(Records from a dataset)
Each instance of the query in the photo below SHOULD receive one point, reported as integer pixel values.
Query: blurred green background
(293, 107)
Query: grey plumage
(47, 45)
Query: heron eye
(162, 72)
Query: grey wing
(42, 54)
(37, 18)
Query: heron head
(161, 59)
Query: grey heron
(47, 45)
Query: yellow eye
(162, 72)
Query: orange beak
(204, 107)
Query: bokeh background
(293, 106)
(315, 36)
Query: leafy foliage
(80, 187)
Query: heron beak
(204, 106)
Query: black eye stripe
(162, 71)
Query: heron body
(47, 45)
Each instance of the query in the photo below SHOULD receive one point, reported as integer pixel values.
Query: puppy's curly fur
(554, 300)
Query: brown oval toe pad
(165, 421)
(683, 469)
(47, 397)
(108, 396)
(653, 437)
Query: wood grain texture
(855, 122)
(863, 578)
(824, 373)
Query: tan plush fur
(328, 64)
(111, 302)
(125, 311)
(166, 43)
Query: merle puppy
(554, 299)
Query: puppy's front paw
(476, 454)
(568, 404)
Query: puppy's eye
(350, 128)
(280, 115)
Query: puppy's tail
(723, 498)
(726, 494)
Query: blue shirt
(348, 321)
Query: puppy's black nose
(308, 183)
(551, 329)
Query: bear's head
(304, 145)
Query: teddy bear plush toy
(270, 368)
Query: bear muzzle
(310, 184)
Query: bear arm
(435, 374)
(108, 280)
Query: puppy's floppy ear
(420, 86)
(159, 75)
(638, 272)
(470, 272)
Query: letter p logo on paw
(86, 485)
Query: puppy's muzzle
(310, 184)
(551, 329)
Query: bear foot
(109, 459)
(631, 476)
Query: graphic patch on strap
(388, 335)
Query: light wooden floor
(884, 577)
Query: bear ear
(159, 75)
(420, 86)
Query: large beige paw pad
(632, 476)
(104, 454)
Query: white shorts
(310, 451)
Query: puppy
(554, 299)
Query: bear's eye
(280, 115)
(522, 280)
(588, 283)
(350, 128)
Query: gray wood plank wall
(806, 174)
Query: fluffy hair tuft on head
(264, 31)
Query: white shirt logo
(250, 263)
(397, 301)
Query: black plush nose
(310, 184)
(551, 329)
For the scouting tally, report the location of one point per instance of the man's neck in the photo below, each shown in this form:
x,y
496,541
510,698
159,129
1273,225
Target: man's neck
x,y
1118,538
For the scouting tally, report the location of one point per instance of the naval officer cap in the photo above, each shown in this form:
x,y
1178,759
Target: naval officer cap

[PROBLEM DESCRIPTION]
Retype all of the data above, line for line and without any changes.

[ANSWER TO THE PROBLEM]
Each instance of the query in the photo below SHOULD receive one point, reported as integer pixel values.
Query: blurred green background
(293, 107)
Query: grey plumage
(47, 45)
Query: heron eye
(162, 72)
Query: grey wing
(42, 54)
(37, 18)
Query: heron head
(161, 59)
Query: grey heron
(47, 45)
Query: yellow eye
(162, 72)
Query: orange beak
(204, 107)
Query: bokeh background
(293, 106)
(315, 36)
Query: leafy foliage
(80, 187)
Query: heron beak
(204, 106)
Query: black eye stripe
(162, 71)
Query: heron body
(47, 45)
Each instance of the query in the photo below SHOULD receive one point, reported as integer pixel values.
Query: puppy's curly fur
(554, 300)
Query: brown oval toe pad
(165, 421)
(683, 469)
(47, 397)
(108, 396)
(653, 437)
Query: wood grain texture
(855, 122)
(863, 578)
(824, 373)
Query: tan plush fur
(328, 64)
(111, 302)
(125, 311)
(166, 43)
Query: merle puppy
(554, 299)
Query: puppy's front paw
(476, 454)
(568, 404)
Query: puppy's eye
(350, 128)
(280, 115)
Query: puppy's tail
(723, 498)
(726, 494)
Query: blue shirt
(348, 321)
Query: puppy's black nose
(308, 183)
(551, 329)
Query: bear's head
(304, 145)
Query: teddy bear plush toy
(270, 368)
Query: bear muzzle
(310, 184)
Query: bear arm
(435, 374)
(108, 280)
Query: puppy's floppy ear
(420, 86)
(159, 75)
(638, 272)
(470, 272)
Query: letter p logo on paw
(86, 485)
Query: puppy's muzzle
(310, 184)
(551, 329)
Query: bear foot
(109, 459)
(631, 476)
Query: graphic patch on strap
(388, 335)
Query: light wooden floor
(884, 577)
Query: bear ear
(159, 75)
(420, 86)
Query: large beige paw pad
(632, 476)
(104, 454)
Query: white shorts
(310, 451)
Query: puppy
(554, 299)
Query: bear's eye
(280, 115)
(522, 280)
(588, 283)
(350, 128)
Query: gray wood plank wall
(806, 174)
Query: fluffy hair tuft on head
(264, 31)
Query: white shirt logo
(250, 263)
(397, 301)
Query: black plush nose
(310, 184)
(551, 329)
For the scouting tally, report the location of one point per instance of the man's neck in the photo below, each shown in this form:
x,y
496,541
510,698
159,129
1273,225
Target: man's neck
x,y
1118,538
For the scouting tally, report the location of one point per instance of the naval officer cap in the photo above, each shown in this form:
x,y
1178,759
Target: naval officer cap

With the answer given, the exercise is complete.